### TEXT UNDER STUDY
By Gene G. Abel and Nora Harlow, Xlibris, 2001, 364 pages.
ISBN 1-4010-3481-0, $19.54 Paper

This book is included here not to endorse its point of view, but rather to illustrate the kind of thinking that is common among therapists who attempt to control children's sexual behavior through coersion. The authors start with a laudable goal--to drastically reduce the occurrence of child molestation--but their proposed methods target the children themselves--as offenders.  Claiming that one out of every twenty boys will develop pedophilia in childhood or puberty, they recommend that all parents question their sons in sixth grade about their sexual fantasies.  Any boy who is suspected of having sexual thoughts involving younger children, or who has been molested by an older child or adult, is to be referred to a sex-specific therapist who will test him using Abel's own sexual interest test, lie detectors, or a plethysmograph connected to his genitals.  If the boy tests positive, treatment would include isolation from other children, constant monitoring of sexual feelings and behavior (sometimes by plethysmograph), high doses of sex drive reducing drugs, covert sensitization, and aversion therapy with ammonia.  These methods could be imposed on the boy indefinitely regardless of parents' or his own objections. Abel and Harlow show no concern for the emotional trauma and intense stigma these methods would inflict on boys, or the new class of lepers they would create--consisting, presumably, of 5% of all boys. Instead, they rationalize such abuse with the claim that protection of normal children takes precedence over the welfare of those who are deviant.
######
### SUPPLIED INFORMATION
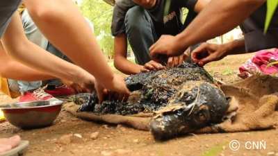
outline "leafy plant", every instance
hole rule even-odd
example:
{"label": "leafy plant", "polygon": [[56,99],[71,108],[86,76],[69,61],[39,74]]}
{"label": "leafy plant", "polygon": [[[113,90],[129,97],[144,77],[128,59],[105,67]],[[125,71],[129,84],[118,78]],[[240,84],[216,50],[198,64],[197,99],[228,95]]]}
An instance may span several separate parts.
{"label": "leafy plant", "polygon": [[265,22],[265,33],[266,33],[268,31],[268,28],[270,24],[272,16],[278,6],[278,0],[268,0],[266,3],[268,10],[266,11],[266,18]]}

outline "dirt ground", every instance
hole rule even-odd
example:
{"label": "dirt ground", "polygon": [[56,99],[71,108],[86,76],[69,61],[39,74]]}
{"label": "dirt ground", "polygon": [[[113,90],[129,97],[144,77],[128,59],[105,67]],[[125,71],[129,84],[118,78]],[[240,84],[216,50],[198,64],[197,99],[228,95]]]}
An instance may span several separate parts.
{"label": "dirt ground", "polygon": [[[206,69],[224,83],[236,82],[240,80],[236,76],[238,67],[252,55],[229,56],[211,63]],[[6,96],[0,96],[0,103],[10,101]],[[149,132],[82,121],[65,111],[62,111],[52,126],[42,129],[22,130],[8,122],[0,123],[0,137],[15,134],[30,141],[25,154],[27,156],[278,155],[277,130],[190,134],[167,141],[156,142]],[[230,149],[229,142],[232,140],[238,140],[240,144],[238,150]],[[256,146],[258,143],[265,145],[265,149],[264,146]],[[252,144],[254,146],[251,146]]]}

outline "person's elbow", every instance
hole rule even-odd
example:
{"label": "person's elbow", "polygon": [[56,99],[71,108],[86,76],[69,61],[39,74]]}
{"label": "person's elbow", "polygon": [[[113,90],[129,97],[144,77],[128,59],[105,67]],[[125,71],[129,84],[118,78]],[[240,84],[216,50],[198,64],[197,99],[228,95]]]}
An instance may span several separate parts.
{"label": "person's elbow", "polygon": [[121,64],[122,64],[122,57],[115,55],[114,57],[114,67],[119,71],[122,71]]}
{"label": "person's elbow", "polygon": [[11,67],[15,67],[15,64],[10,59],[5,61],[5,64],[0,66],[0,77],[8,78],[9,72],[11,71]]}

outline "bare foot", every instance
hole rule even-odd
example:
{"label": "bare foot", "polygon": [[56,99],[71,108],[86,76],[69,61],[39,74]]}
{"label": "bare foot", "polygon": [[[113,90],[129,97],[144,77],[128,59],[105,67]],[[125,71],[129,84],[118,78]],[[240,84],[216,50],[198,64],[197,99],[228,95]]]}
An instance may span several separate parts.
{"label": "bare foot", "polygon": [[20,143],[20,137],[15,135],[10,138],[0,139],[0,154],[4,153],[17,146]]}

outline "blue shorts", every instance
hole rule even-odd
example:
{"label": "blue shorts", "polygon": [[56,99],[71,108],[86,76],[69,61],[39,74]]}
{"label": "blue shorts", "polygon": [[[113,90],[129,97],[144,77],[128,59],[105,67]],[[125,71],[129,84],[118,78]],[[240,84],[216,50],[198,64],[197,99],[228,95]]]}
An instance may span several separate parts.
{"label": "blue shorts", "polygon": [[21,0],[1,0],[0,1],[0,37],[8,26],[11,17],[20,5]]}

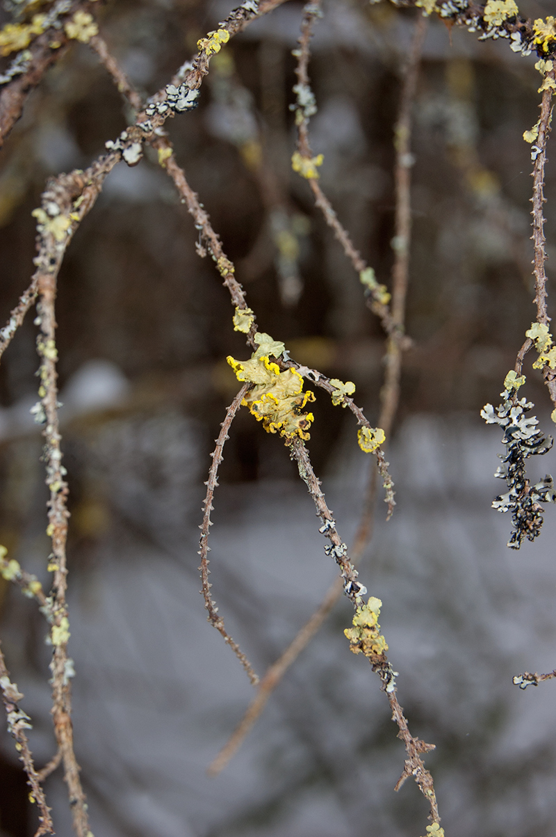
######
### WHAT IS EXPECTED:
According to the book review, what share of boys do the authors claim will develop pedophilia in childhood or puberty?

### RESULT OF THIS EXERCISE:
One out of every twenty boys.